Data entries
# # # # #

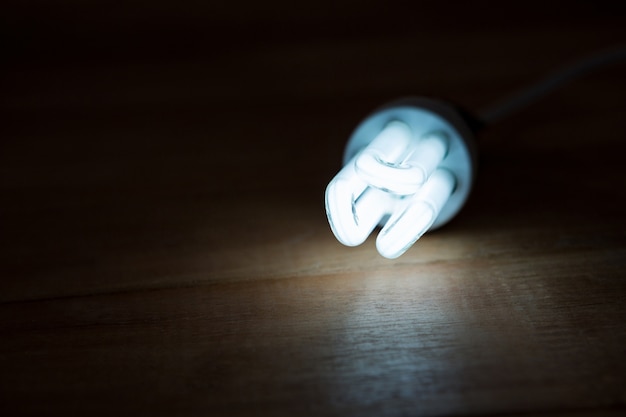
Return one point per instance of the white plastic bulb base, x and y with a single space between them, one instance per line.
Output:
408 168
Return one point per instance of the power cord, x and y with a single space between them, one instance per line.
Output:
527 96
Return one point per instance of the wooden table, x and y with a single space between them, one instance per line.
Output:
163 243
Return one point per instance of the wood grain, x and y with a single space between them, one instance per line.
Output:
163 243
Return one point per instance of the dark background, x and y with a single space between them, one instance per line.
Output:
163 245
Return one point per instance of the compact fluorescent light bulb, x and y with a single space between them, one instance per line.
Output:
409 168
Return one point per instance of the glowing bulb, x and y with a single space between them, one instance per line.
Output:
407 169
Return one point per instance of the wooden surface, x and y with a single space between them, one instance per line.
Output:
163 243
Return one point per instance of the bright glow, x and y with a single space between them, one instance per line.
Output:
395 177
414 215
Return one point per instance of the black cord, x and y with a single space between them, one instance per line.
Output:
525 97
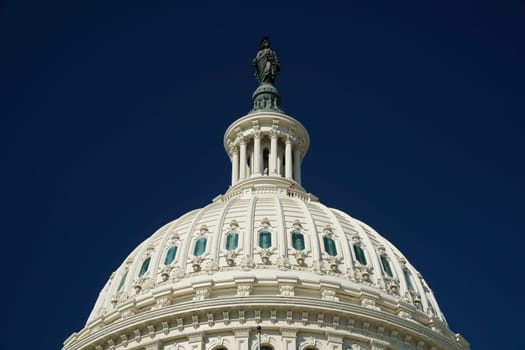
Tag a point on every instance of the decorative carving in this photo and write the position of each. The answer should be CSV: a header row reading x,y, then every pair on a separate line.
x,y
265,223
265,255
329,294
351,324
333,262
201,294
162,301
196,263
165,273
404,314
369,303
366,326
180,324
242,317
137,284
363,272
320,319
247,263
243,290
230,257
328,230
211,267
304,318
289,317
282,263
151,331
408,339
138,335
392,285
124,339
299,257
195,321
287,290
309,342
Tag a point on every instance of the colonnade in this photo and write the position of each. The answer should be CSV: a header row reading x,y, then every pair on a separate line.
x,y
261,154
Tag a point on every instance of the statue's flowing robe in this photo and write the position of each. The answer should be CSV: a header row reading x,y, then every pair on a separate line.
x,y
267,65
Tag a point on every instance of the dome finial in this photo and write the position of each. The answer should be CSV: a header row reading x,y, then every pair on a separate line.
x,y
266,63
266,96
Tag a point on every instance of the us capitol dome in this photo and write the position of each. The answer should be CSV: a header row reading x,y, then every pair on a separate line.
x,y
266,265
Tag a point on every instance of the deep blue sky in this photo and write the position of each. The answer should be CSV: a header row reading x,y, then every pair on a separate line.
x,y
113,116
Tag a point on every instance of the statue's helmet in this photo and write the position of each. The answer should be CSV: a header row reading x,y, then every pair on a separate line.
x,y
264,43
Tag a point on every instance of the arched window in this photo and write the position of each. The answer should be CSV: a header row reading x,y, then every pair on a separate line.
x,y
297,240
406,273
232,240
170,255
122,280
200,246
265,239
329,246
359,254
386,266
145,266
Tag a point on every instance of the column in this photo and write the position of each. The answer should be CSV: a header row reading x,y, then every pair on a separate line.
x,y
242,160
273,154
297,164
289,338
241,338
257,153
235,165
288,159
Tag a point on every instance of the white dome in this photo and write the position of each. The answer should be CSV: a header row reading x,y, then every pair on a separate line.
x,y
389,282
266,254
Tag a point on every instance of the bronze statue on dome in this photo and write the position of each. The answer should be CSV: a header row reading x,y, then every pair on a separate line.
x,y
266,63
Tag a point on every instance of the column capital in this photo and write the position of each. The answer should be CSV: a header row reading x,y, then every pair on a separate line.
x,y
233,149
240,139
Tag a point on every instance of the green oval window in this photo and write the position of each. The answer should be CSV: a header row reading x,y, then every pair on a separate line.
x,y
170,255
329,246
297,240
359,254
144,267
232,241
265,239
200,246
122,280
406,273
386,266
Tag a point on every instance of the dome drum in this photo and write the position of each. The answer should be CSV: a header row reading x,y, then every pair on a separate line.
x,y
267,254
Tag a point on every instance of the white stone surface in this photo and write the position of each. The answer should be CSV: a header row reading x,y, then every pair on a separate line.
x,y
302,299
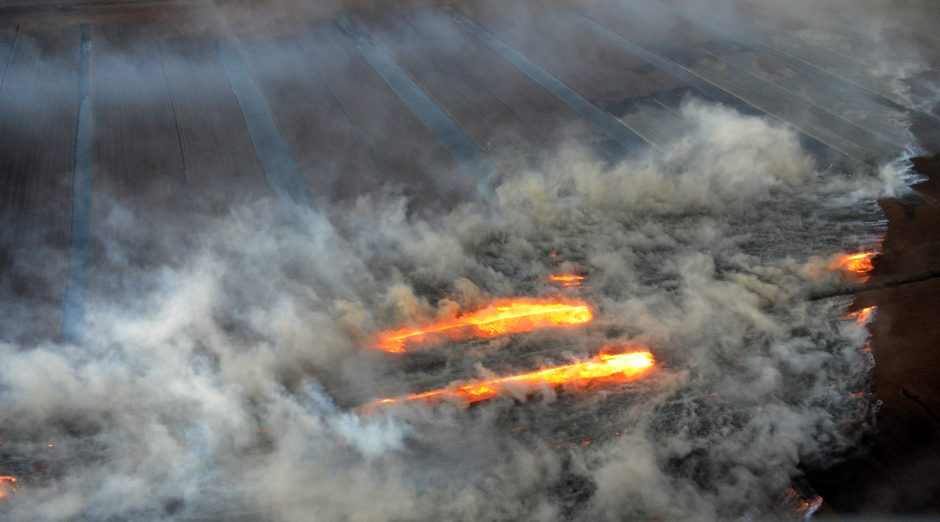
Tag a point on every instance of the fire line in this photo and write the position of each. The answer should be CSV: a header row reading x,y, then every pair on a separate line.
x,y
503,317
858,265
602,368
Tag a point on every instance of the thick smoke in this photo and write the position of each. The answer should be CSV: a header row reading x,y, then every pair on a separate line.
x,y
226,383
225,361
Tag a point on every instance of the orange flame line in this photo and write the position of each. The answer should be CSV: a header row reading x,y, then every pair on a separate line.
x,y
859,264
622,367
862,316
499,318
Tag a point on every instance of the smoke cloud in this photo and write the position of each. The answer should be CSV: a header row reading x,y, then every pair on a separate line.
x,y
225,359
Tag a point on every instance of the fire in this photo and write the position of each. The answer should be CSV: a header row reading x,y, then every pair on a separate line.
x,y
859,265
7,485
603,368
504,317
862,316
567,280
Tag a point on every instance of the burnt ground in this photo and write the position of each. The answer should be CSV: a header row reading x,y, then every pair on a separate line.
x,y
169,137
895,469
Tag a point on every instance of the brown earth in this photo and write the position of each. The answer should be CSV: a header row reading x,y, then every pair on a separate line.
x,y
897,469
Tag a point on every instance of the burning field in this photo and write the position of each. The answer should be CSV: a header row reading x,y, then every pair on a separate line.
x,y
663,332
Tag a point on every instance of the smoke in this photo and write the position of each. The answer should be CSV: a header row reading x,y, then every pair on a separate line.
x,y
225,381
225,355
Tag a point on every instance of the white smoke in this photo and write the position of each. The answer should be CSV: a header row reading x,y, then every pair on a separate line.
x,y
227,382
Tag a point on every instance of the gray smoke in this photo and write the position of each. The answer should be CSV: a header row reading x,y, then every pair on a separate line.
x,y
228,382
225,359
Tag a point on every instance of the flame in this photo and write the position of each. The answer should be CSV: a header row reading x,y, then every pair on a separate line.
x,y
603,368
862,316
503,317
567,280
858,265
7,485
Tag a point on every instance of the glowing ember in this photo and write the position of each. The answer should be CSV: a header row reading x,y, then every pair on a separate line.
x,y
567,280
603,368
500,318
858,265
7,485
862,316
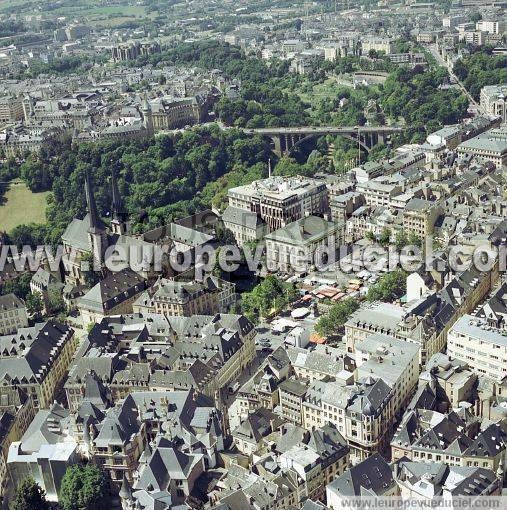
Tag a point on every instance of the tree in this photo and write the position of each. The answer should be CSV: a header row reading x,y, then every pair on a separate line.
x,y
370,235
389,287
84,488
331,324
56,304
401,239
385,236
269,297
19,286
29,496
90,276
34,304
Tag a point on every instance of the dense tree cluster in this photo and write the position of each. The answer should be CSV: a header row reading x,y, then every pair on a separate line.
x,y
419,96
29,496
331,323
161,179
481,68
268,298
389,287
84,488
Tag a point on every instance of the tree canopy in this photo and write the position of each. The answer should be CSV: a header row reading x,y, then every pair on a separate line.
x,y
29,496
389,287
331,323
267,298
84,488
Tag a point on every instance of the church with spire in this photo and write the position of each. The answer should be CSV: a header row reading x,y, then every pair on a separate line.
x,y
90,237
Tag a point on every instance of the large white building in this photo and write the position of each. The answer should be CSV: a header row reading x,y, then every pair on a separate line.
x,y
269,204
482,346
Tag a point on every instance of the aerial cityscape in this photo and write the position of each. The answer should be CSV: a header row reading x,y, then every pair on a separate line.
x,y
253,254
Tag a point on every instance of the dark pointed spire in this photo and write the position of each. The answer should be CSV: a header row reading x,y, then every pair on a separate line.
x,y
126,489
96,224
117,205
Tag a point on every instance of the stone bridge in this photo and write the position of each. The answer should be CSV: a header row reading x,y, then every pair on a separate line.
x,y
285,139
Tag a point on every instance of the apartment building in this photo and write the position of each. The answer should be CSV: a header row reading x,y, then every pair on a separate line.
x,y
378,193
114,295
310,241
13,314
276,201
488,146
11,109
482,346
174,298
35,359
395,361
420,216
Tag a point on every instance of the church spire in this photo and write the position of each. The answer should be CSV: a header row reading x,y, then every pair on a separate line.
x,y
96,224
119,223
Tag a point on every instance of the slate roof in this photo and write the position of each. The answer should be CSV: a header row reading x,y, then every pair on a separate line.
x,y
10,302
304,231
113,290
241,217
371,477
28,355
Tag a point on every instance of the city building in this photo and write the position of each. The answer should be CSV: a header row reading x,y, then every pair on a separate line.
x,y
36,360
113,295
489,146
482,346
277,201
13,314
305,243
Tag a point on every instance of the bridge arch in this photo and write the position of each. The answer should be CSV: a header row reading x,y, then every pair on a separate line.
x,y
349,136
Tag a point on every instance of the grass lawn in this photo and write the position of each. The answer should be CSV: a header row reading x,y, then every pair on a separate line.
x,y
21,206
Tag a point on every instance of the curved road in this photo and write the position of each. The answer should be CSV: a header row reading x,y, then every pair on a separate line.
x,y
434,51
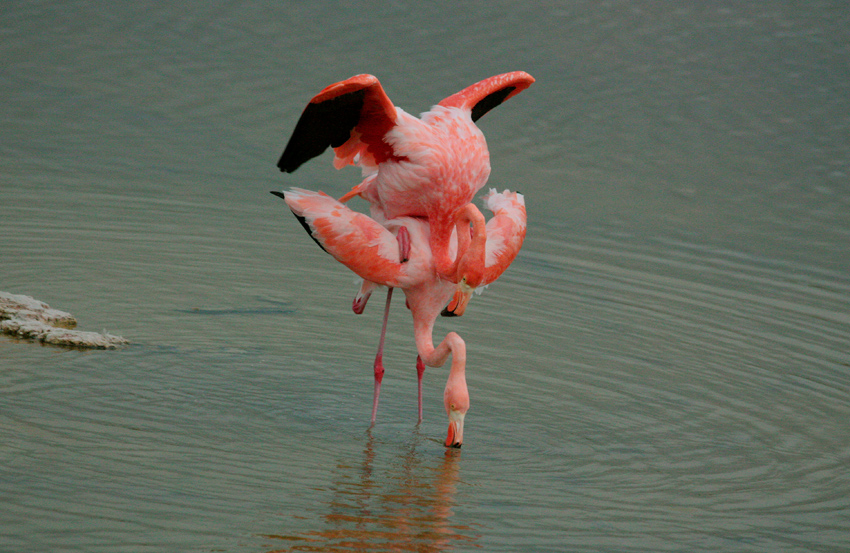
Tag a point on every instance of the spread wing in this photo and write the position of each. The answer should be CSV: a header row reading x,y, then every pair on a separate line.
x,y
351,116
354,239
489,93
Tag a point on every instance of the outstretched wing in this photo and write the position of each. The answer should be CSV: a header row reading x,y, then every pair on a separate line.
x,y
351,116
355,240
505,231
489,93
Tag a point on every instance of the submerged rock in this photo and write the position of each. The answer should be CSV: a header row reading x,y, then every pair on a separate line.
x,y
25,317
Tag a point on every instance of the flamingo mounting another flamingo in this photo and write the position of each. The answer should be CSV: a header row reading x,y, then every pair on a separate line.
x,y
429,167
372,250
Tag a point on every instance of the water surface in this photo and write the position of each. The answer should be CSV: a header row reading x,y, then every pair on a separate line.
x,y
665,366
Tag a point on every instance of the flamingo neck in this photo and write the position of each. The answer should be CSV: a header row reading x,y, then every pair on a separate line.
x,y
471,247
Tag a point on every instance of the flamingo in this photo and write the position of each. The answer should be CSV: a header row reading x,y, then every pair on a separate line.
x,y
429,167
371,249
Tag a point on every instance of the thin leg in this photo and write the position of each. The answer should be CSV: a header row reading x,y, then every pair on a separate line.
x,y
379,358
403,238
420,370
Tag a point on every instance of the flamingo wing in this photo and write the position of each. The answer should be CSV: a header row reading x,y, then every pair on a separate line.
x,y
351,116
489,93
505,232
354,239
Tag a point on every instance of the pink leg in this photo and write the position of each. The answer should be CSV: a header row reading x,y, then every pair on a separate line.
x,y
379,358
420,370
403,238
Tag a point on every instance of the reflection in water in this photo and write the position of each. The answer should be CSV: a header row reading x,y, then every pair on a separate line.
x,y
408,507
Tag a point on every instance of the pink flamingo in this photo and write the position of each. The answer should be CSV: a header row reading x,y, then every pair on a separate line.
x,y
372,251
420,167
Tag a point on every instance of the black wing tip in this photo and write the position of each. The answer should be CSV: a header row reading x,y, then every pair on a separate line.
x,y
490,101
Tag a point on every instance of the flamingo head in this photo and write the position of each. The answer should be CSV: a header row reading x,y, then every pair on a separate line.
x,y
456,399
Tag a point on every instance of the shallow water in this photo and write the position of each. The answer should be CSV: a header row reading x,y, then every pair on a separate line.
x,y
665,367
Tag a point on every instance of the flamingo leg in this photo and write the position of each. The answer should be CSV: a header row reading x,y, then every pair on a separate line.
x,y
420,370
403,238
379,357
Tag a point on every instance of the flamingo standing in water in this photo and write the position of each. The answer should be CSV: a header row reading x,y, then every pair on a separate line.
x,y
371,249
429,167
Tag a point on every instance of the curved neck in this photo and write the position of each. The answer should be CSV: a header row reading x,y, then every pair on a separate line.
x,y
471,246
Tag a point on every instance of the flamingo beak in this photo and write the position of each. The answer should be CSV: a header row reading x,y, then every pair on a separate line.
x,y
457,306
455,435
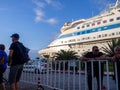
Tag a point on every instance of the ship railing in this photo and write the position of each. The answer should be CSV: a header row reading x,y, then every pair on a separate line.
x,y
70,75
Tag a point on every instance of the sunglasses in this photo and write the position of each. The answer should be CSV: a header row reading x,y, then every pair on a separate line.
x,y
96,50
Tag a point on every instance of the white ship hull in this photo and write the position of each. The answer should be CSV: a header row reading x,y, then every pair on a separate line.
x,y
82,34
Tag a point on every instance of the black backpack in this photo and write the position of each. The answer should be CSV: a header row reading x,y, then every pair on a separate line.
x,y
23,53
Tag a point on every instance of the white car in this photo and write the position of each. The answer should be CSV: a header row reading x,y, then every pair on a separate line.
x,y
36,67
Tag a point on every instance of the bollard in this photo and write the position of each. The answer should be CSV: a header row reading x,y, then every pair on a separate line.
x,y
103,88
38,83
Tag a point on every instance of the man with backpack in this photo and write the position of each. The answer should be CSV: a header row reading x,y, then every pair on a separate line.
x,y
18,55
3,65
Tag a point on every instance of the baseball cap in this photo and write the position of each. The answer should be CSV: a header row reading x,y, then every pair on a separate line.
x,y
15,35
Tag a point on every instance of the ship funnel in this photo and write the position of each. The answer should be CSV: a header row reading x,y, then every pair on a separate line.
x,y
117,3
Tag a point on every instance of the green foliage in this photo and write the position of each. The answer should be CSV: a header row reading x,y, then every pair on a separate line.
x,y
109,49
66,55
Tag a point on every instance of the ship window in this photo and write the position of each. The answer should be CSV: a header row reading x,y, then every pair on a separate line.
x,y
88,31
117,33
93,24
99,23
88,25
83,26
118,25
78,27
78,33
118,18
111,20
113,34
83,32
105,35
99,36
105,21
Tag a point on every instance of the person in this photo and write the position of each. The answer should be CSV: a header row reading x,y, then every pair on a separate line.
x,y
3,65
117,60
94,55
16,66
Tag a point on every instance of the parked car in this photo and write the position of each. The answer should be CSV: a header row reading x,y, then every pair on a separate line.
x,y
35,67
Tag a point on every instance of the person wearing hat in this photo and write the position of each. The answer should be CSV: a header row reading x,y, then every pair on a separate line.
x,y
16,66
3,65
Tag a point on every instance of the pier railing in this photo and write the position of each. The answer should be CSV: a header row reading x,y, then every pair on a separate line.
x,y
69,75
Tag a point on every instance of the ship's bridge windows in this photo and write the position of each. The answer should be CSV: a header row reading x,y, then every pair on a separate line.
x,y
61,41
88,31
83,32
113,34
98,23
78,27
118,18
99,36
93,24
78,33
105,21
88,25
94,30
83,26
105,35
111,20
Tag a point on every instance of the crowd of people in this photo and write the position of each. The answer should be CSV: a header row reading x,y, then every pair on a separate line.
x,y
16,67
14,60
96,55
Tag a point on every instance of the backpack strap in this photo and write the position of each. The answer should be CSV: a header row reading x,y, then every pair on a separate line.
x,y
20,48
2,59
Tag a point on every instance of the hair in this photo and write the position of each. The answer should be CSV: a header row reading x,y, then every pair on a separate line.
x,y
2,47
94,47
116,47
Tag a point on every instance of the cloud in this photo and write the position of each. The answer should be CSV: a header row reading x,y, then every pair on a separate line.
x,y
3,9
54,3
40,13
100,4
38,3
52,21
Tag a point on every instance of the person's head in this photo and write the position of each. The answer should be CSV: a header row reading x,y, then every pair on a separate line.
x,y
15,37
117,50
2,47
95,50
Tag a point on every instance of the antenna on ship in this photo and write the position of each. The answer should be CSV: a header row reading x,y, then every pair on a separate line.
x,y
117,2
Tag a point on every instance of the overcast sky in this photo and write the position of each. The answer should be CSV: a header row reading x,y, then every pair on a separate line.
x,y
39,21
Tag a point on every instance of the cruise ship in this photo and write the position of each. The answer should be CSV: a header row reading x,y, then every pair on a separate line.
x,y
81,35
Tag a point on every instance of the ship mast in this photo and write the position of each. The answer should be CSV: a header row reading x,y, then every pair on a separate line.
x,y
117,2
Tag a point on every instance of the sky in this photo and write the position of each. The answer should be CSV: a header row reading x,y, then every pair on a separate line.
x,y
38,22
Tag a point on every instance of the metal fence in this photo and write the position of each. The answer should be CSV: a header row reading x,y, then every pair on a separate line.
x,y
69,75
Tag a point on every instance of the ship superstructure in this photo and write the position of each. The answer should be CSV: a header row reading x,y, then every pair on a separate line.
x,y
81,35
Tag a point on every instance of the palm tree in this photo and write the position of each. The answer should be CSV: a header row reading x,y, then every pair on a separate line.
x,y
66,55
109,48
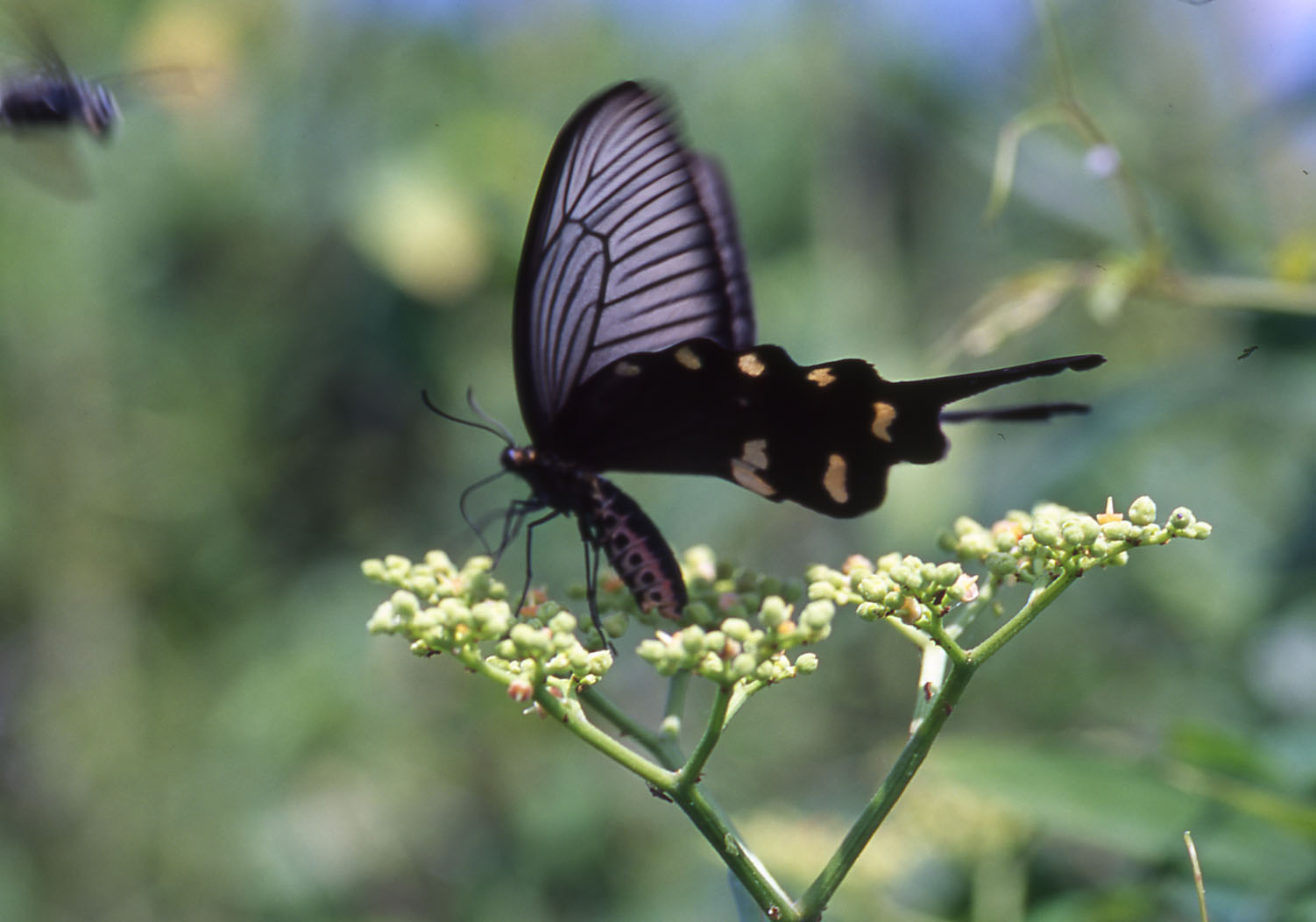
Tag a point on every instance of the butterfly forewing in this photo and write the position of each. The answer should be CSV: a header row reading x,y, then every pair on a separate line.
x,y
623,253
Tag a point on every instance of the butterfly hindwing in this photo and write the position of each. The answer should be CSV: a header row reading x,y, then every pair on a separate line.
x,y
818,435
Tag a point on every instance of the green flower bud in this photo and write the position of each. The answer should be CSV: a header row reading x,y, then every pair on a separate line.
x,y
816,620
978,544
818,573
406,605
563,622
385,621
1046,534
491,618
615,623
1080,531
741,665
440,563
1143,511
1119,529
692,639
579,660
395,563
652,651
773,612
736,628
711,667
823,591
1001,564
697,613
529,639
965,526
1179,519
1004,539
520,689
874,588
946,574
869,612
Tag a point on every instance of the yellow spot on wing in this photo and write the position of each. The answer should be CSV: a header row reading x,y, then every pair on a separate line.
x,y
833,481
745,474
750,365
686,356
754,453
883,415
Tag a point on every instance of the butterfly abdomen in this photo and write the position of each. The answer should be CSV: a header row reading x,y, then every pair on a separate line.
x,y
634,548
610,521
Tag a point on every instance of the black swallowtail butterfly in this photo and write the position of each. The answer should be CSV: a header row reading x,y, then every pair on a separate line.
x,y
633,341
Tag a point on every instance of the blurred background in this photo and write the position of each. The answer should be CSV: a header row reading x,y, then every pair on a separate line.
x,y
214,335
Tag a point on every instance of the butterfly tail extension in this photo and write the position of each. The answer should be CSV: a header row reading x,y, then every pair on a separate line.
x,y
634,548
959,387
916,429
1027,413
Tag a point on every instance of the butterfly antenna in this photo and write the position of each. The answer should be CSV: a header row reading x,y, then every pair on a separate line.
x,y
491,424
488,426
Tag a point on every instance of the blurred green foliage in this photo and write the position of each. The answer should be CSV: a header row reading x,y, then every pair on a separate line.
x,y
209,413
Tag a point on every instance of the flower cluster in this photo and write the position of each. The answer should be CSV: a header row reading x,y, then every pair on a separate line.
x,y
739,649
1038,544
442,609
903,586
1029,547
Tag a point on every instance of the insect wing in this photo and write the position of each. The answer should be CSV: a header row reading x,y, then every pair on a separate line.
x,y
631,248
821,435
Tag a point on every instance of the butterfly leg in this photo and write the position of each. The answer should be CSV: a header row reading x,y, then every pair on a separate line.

# # # # #

» **TO DO**
Reproduce only those lines of the entries above that run from the line with "Tag a point on every instance of the flower" to the final line.

» **EXPECTED ANSWER**
Tag a point on every instance of the flower cluster in this photo and write the position of each. The answer should be CSV: a header row reading x,y, then every pair on a separate line.
x,y
739,649
1038,544
442,609
903,586
1029,547
Tag a point on every instance of the insect wing in this photo and write the position of each. The answer should be CSV: a header row reading x,y, then every pair on a separate line.
x,y
631,248
821,435
Tag a point on every instance of the butterfly leg in this photo and write the position of each. The answer should be CSV: a header row reading x,y, then every pair on a separate line.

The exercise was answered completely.